■ WHAT IS REQUIRED: Write out again, word for word, the lines from the line with "Outline every instance of the blue" through the end of the lines, including both ends. Leave the pictures out.

■ SUPPLIED DATA:
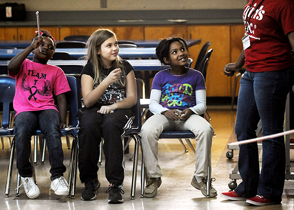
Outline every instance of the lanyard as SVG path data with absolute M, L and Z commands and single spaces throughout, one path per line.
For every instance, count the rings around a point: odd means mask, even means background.
M 257 6 L 256 7 L 255 7 L 255 8 L 254 9 L 254 10 L 253 10 L 253 11 L 251 13 L 251 14 L 250 15 L 250 17 L 249 17 L 249 19 L 248 20 L 247 23 L 247 25 L 246 26 L 246 28 L 245 28 L 245 31 L 246 31 L 246 33 L 248 32 L 248 27 L 249 26 L 249 23 L 250 22 L 250 20 L 251 20 L 251 18 L 252 17 L 252 16 L 253 15 L 253 14 L 254 14 L 254 13 L 256 11 L 256 10 L 257 9 L 257 8 L 258 7 L 259 7 L 261 4 L 264 2 L 265 0 L 262 0 L 260 3 L 259 3 L 259 4 L 258 4 L 257 5 Z M 251 8 L 252 7 L 252 6 L 253 6 L 253 2 L 254 2 L 254 0 L 253 0 L 252 1 L 252 3 L 251 4 L 251 6 L 250 6 L 250 8 L 249 8 L 249 10 L 248 11 L 248 13 L 249 13 L 250 12 L 250 10 L 251 10 Z M 248 15 L 247 16 L 247 17 L 245 18 L 245 20 L 246 20 L 246 19 L 247 19 L 247 18 L 248 18 Z

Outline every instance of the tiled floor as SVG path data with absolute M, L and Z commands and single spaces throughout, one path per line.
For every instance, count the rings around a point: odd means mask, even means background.
M 16 185 L 16 163 L 14 165 L 13 179 L 9 197 L 5 197 L 5 187 L 7 169 L 10 149 L 8 140 L 5 140 L 6 148 L 0 150 L 0 209 L 1 210 L 293 210 L 294 207 L 294 181 L 285 181 L 285 190 L 282 204 L 262 207 L 250 206 L 245 201 L 231 201 L 220 196 L 223 191 L 229 190 L 228 184 L 230 182 L 229 173 L 236 164 L 238 151 L 234 151 L 234 157 L 228 160 L 225 156 L 228 150 L 227 144 L 236 140 L 234 134 L 234 124 L 236 111 L 227 107 L 220 109 L 208 107 L 209 114 L 212 119 L 211 124 L 216 134 L 214 137 L 212 146 L 212 177 L 216 178 L 213 183 L 218 191 L 215 198 L 206 198 L 199 190 L 190 184 L 195 168 L 195 158 L 194 153 L 188 148 L 189 152 L 184 149 L 177 140 L 161 140 L 159 142 L 159 161 L 164 173 L 163 183 L 158 188 L 158 194 L 153 198 L 140 198 L 139 163 L 138 176 L 135 199 L 130 199 L 130 186 L 132 163 L 128 161 L 130 154 L 125 155 L 126 171 L 123 195 L 124 203 L 122 204 L 108 204 L 108 194 L 105 193 L 108 183 L 105 178 L 102 163 L 98 171 L 98 177 L 101 182 L 97 199 L 95 201 L 84 201 L 80 199 L 83 186 L 77 180 L 76 198 L 67 198 L 66 196 L 57 196 L 50 189 L 50 174 L 49 162 L 42 165 L 40 156 L 39 163 L 36 166 L 38 186 L 41 194 L 36 199 L 30 200 L 21 187 L 19 197 L 15 197 L 14 189 Z M 65 140 L 63 140 L 65 154 L 65 164 L 68 166 L 70 150 L 66 148 Z M 193 141 L 195 143 L 195 141 Z M 130 151 L 132 151 L 131 145 Z M 187 145 L 188 147 L 188 145 Z M 40 152 L 39 151 L 38 152 Z M 261 152 L 262 151 L 261 151 Z M 139 155 L 141 158 L 141 154 Z M 261 161 L 261 160 L 260 160 Z M 67 178 L 67 174 L 65 174 Z M 237 183 L 240 181 L 237 180 Z

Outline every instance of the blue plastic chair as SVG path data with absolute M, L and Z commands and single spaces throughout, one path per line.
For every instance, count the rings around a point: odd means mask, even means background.
M 200 50 L 200 52 L 198 55 L 198 57 L 197 58 L 197 60 L 196 61 L 196 63 L 195 63 L 195 66 L 194 66 L 194 69 L 196 70 L 198 70 L 199 71 L 201 71 L 201 69 L 200 67 L 201 63 L 203 59 L 203 58 L 205 56 L 206 54 L 206 51 L 207 51 L 207 49 L 210 46 L 210 42 L 207 42 L 205 44 L 203 45 L 202 48 Z

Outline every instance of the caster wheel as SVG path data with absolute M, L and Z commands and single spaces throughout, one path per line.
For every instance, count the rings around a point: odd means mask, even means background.
M 229 183 L 228 186 L 229 188 L 232 190 L 235 189 L 235 188 L 237 187 L 237 182 L 236 180 L 232 180 Z
M 234 153 L 232 151 L 228 151 L 225 156 L 228 159 L 231 159 L 234 157 Z

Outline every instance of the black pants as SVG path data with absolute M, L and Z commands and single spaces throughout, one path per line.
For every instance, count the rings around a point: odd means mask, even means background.
M 99 109 L 85 107 L 78 113 L 80 179 L 84 183 L 88 179 L 97 179 L 99 147 L 103 137 L 106 179 L 110 183 L 122 185 L 124 178 L 122 140 L 124 130 L 129 128 L 134 114 L 131 110 L 117 110 L 102 115 L 97 113 Z

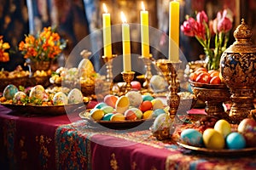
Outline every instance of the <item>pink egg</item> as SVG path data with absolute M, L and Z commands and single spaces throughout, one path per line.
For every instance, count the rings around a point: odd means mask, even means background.
M 140 90 L 141 88 L 142 88 L 141 83 L 139 82 L 137 82 L 137 81 L 132 81 L 131 82 L 131 88 L 137 89 L 137 90 Z
M 143 101 L 139 108 L 143 112 L 145 112 L 152 109 L 152 103 L 151 101 L 148 101 L 148 100 Z
M 89 101 L 86 108 L 87 109 L 93 109 L 97 104 L 98 104 L 97 101 L 96 101 L 96 100 L 90 100 L 90 101 Z
M 118 97 L 112 94 L 108 94 L 104 97 L 104 103 L 106 103 L 108 105 L 114 108 L 116 101 L 118 100 Z
M 127 120 L 136 120 L 137 119 L 137 116 L 132 110 L 127 110 L 125 112 L 125 116 Z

■ TASK OUTPUT:
Outline every instance of the blue plastic chair as SVG path data with absolute M, L and Z commands and single spaces throughout, one path per line.
For every instance, count the rings around a point: odd means mask, even means background.
M 200 50 L 200 52 L 198 55 L 198 57 L 197 58 L 197 60 L 196 61 L 196 63 L 195 63 L 195 66 L 194 66 L 194 69 L 196 70 L 198 70 L 199 71 L 201 71 L 201 69 L 200 67 L 201 63 L 203 59 L 203 58 L 205 56 L 206 54 L 206 51 L 207 51 L 207 49 L 210 46 L 210 42 L 207 42 L 205 44 L 203 45 L 202 48 Z

Outline every instance of the caster wheel as SVG path data with absolute M, L and Z commands and single spaces throughout, one path per line.
For every instance, count the rings around a point: odd means mask, even means background.
M 229 183 L 228 186 L 229 188 L 232 190 L 235 189 L 235 188 L 237 187 L 237 182 L 236 180 L 232 180 Z
M 234 153 L 232 151 L 228 151 L 225 156 L 228 159 L 231 159 L 234 157 Z

Outline every instance of the black pants as SVG path data with absolute M, L and Z commands and single spaces throughout, one path per line.
For every instance, count the rings around a point: odd means mask, even means background.
M 99 109 L 85 107 L 78 113 L 80 179 L 84 183 L 88 179 L 97 179 L 99 147 L 103 137 L 106 179 L 110 183 L 122 185 L 124 178 L 122 140 L 124 130 L 129 128 L 134 114 L 131 110 L 117 110 L 102 115 L 97 113 Z

Outline every instance of the <item>pink egg</item> as SVG path data with absolute M, L and Z commands and single spaces throughout, one path per line.
For every instance, count the rings around a point: odd means mask, even means background.
M 140 90 L 141 88 L 142 88 L 141 83 L 139 82 L 137 82 L 137 81 L 132 81 L 131 82 L 131 88 L 137 89 L 137 90 Z
M 143 101 L 139 108 L 143 112 L 145 112 L 152 109 L 152 103 L 151 101 L 148 101 L 148 100 Z
M 89 101 L 86 108 L 87 109 L 93 109 L 97 104 L 98 104 L 97 101 L 96 101 L 96 100 L 90 100 L 90 101 Z
M 118 97 L 112 94 L 108 94 L 104 97 L 104 103 L 106 103 L 108 105 L 114 108 L 116 101 L 118 100 Z
M 127 120 L 136 120 L 137 119 L 137 116 L 132 110 L 127 110 L 125 112 L 125 116 Z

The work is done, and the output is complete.